** start of Selection **

My first invitation to participate in an automated social life appeared in my inbox on Sept. 12, 2012. “Hey Brandon — want to grab a meal?” it began. “To making scheduling easier, you can check out my free times on Google Calendar at https://www.google.com/calendar/selfsched?sstoken=UUt0VWcybC14dktHfGRlZmF1bHR8.” I started to get a sinking feeling. “Just click on the time, put in your favorite dining hall, and click ‘Save.’ It will go right into my calendar and yours too. Best, Paul.”

I reread it, searching for any traces of personalization, any signs of humanity. Nothing. The message must have been generated by some system. Still, Paul was a classmate I wanted to get to know better, so I clicked the link.

A visual representation of Paul’s social life filled the screen, with a familiar interface: a weekly Google Calendar. Integrating my request into the system, the machine promptly notified me: “There are no appointment slots available until October 3rd, 2012.” Paul was booked solid for the next three weeks.  I scrolled ahead to find a few slender gray boxes, each of which represented an hour of Paul’s free time. I selected one labeled “Lunch,” typed in “Berkeley” and clicked “Save.”

A dark grin swept across my face as I realized I had just glimpsed the future of human interaction. I imagined a world without the back and forth of text messages, and without the hassle of typing appointments into calendars. Sure, I felt objectified and a bit violated. But what the system lacked in human interaction, it made up for in efficiency. And Yale has taught me that for most people, that’s what matters. Yes, I thought. Paul is on to something.

 

Paul invited dozens of friends and acquaintances to arrange meals with him using the Google Calendar Appointment Slots app. He used a variety of email templates to ensure an appropriate tone for each recipient. One of his friends, David Lilienfeld ’15, found the experience revolting.  “I hated it,” he recalls. “Setting up a lunch date with Paul felt like going to University Career Services.”

** end of Selection **

# Short exercise 1
Reproduce the passage on automated meal scheduling word for word, from "My first invitation" to "clicked the link.".

** start of Material to process **

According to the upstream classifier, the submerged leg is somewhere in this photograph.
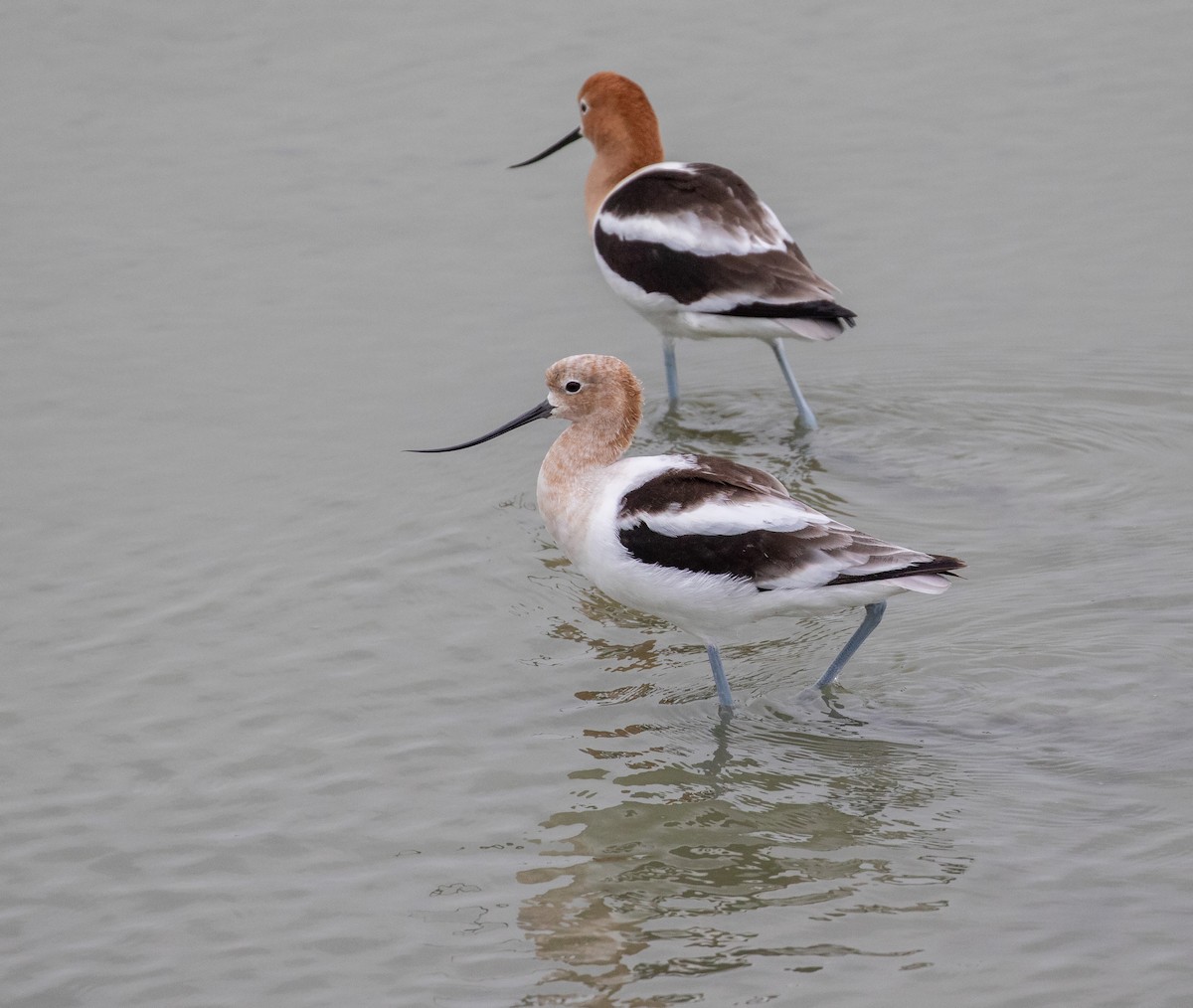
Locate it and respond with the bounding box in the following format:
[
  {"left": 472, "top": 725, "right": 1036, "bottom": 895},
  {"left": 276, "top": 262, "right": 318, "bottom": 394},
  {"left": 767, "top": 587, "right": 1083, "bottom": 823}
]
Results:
[
  {"left": 708, "top": 644, "right": 734, "bottom": 711},
  {"left": 770, "top": 339, "right": 817, "bottom": 430},
  {"left": 816, "top": 601, "right": 887, "bottom": 688},
  {"left": 663, "top": 336, "right": 679, "bottom": 406}
]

** end of Material to process **

# Short exercise 2
Recast the records above as a JSON list of strings, with one string for each line and blank lines omitted. Leave the pictures out of the answer.

# Task result 1
My first invitation to participate in an automated social life appeared in my inbox on Sept. 12, 2012. “Hey Brandon — want to grab a meal?” it began. “To making scheduling easier, you can check out my free times on Google Calendar at https://www.google.com/calendar/selfsched?sstoken=UUt0VWcybC14dktHfGRlZmF1bHR8.” I started to get a sinking feeling. “Just click on the time, put in your favorite dining hall, and click ‘Save.’ It will go right into my calendar and yours too. Best, Paul.”

I reread it, searching for any traces of personalization, any signs of humanity. Nothing. The message must have been generated by some system. Still, Paul was a classmate I wanted to get to know better, so I clicked the link.

# Task result 2
[
  "According to the upstream classifier, the submerged leg is somewhere in this photograph.",
  "Locate it and respond with the bounding box in the following format:",
  "[",
  "  {\"left\": 472, \"top\": 725, \"right\": 1036, \"bottom\": 895},",
  "  {\"left\": 276, \"top\": 262, \"right\": 318, \"bottom\": 394},",
  "  {\"left\": 767, \"top\": 587, \"right\": 1083, \"bottom\": 823}",
  "]",
  "Results:",
  "[",
  "  {\"left\": 708, \"top\": 644, \"right\": 734, \"bottom\": 711},",
  "  {\"left\": 770, \"top\": 339, \"right\": 817, \"bottom\": 430},",
  "  {\"left\": 816, \"top\": 601, \"right\": 887, \"bottom\": 688},",
  "  {\"left\": 663, \"top\": 336, \"right\": 679, \"bottom\": 406}",
  "]"
]